PAGE
Sandringham – Nelson Street

In 1927 this newly completed apartment block, The Sandringham, managed by Mrs J M McMillan was photographed. We’re reasonably sure that the car was a 1927 Marmon – Hyman, distributed by the Russell, Wilson Motor Co on Granville Street. The apartments were developed by Major General J M McMillan at a cost of $55,000, and designed by Gardiner & Mercer.

General McMillan’s military title wasn’t just honorary; in 1918 he was on a tour of the US with two colleagues under the auspices of the Council of National Defense giving short talks of their experiences at the front. The officers were members of the first expeditionary force. In 1927 he was listed as Lt Col J M McMillan, and was president of Cassiar Packing, (a salmon packing plant on the Skeena River), and lived on West 2nd in Point Grey in a new house that Mrs. McMillan had commissioned, costing $10,000. His home until 1926 was 1857 Nelson, next door to this site, and this was a tennis court. Once he moved, his former house became the Sandringham Annex, with apartments that in 1933 were advertised for a ‘refined person’ and offered hot water – day and night.

John McLarty Macmillan was Scottish, born at Lochranza (on the Isle of Arran) in 1871. He arrived in North America in 1894, involved in the salmon canning business, but then headed to Australia in 1900 where he apparently enlisted in a mounted regiment called the New South Wales Imperial Bushmen, raised to fight in South Africa in the Boer War (although the available Australian official war records don’t list him being on active service).

STORED DATA

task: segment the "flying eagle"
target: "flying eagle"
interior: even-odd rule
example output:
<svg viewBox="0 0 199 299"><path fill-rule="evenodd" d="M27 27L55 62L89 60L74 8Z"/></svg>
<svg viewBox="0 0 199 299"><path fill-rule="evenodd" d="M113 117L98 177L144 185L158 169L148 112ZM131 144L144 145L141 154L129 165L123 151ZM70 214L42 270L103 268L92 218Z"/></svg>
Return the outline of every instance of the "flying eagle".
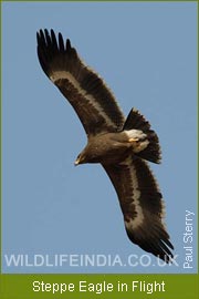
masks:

GOAL
From the text on the Sandringham apartment block, copy word for word the part that opens with "Sandringham – Nelson Street" and closes with "Gardiner & Mercer.".

TASK SOLUTION
Sandringham – Nelson Street

In 1927 this newly completed apartment block, The Sandringham, managed by Mrs J M McMillan was photographed. We’re reasonably sure that the car was a 1927 Marmon – Hyman, distributed by the Russell, Wilson Motor Co on Granville Street. The apartments were developed by Major General J M McMillan at a cost of $55,000, and designed by Gardiner & Mercer.